DATASET EXCERPTS –
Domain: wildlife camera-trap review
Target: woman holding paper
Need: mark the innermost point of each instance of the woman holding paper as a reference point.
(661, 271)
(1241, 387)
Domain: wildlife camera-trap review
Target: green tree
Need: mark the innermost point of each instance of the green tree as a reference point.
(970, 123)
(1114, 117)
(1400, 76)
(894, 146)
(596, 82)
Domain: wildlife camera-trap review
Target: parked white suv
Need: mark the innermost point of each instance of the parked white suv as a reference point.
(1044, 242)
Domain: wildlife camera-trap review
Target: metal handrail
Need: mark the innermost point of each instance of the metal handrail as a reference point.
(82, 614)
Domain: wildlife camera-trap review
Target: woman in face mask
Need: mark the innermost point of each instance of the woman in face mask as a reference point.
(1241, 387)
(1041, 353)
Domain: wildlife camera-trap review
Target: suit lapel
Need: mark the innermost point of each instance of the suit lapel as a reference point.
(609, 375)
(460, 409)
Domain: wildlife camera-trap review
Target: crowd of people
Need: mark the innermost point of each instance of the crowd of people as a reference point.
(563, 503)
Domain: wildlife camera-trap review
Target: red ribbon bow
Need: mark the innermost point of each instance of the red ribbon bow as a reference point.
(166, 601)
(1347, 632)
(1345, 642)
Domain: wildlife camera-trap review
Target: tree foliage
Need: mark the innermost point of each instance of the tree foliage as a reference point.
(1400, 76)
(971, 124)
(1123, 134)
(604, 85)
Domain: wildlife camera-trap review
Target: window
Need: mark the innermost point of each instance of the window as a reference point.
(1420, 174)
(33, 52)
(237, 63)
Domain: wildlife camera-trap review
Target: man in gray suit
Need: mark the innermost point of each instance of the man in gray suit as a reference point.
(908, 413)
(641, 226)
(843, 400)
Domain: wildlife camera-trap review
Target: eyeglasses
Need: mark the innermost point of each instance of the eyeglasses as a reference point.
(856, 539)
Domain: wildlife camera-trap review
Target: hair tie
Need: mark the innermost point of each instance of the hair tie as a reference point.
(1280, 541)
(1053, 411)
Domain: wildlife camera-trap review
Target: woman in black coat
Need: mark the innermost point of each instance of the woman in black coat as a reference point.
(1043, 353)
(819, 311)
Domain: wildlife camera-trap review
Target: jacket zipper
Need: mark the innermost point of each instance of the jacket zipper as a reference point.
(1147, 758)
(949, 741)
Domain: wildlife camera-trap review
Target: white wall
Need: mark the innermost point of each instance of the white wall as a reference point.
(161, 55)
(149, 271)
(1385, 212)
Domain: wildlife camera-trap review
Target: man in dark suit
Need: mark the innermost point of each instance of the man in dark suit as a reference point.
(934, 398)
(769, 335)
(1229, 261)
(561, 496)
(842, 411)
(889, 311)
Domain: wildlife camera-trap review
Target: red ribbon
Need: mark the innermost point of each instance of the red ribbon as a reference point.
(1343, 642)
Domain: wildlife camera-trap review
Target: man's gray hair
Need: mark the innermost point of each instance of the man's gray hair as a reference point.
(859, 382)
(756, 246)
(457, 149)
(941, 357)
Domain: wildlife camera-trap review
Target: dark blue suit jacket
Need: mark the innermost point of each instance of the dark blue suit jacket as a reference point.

EXERCISE OBJECTIVE – Reproduce each entry word for word.

FINISHED ANSWER –
Domain: wildlife camera-trap review
Target: woman holding paper
Need: mark the innermost point of each instance of the woman holding paper as a reference point.
(661, 271)
(1241, 387)
Domain: wildlife camera-trap review
Target: green tree
Need: mark the innermost point of each instance of the green tree as a reference point.
(970, 123)
(1114, 117)
(1400, 76)
(894, 146)
(596, 82)
Domain: wildlife camera-trap review
Target: parked white suv
Need: mark the innermost point of each instance of the parked white suv as a reference point.
(1044, 242)
Domain: wildlife camera-trap review
Target: metal handrail
Need: mark the innermost point of each instance of the metal handrail as a reference point.
(82, 614)
Domain: wildlife camera-trap review
Target: woman in face mask
Need: mark the innermost point of each instance of the woman in face mask as a reference point.
(1241, 387)
(1041, 353)
Domain: wildlife camera-trap review
Target: suit lapel
Need: mark the innermost point of each instance of the suit lapel as a reference point.
(609, 375)
(460, 409)
Domain: wildlife camera-trap review
Target: crowd of people
Need: mark the innermost point of each instance of the crowd of people as a reference point.
(563, 503)
Domain: wildlife camera-trap review
Target: red ribbon bow
Need: mark the innermost point of each instance of the red ribbon bow as a reference point.
(166, 601)
(1347, 632)
(1345, 642)
Domain: wildlife camera-trap review
Target: tree foliage
Need: mark the innermost point of each instance of the tree foliage as a reference point.
(1400, 76)
(971, 124)
(1123, 134)
(604, 85)
Domain: wildlife camera-trap review
Target: window
Need: mark the innermost point of each instance of the window as a reference point.
(1420, 174)
(33, 52)
(237, 63)
Domain: wildlife camera-trap review
Target: man in gray suit
Need: mark the innermost point of each instance of the man in gray suit as a reference point.
(908, 413)
(641, 226)
(843, 400)
Domain: wildlife camera-trap review
Target: eyeglasses
Need: mark the innermost point of each instance of the eyeglasses as a reference point.
(856, 539)
Domain: wildlife camera-trap review
Target: hair tie
Need: mark the innermost point of each instance of the hair tie as a reference point.
(1280, 541)
(1053, 411)
Domain: wildlife camera-trap review
Target: woman in black coat
Need: mark the innermost point of each instance of the woman in black coat as a reference point.
(1043, 353)
(819, 311)
Domain: wildlife camera-trap review
Target: jacket zipper
Need: mark the innermost point of each instance of the jacket zipper as a reference point.
(1147, 758)
(949, 741)
Domain: wildlife camera-trap review
Target: white wall
Need: mark the innermost point of each instance of the white wall as a reference point.
(161, 55)
(149, 271)
(1385, 212)
Domain: wildlife camera-trap review
Target: man in dark suit
Need: mark the innermost point of each instance of the man in dark suit as a reference point.
(934, 398)
(769, 335)
(1229, 261)
(561, 496)
(842, 411)
(889, 311)
Domain: wildlife camera-trap review
Target: red ribbon
Need: mark the innermost point of each instance of the red ribbon as a reference point.
(1343, 642)
Domain: wildlife camera-trap review
Target: man's gray hair
Need: mark the innermost point of each instance of the man's gray hair as a reference point.
(859, 382)
(756, 246)
(457, 149)
(941, 357)
Domain: wildlife camera-trap review
Target: dark blue suit jacket
Need: mark the innermost point of each instance of the dark blue suit jacket as a reference point.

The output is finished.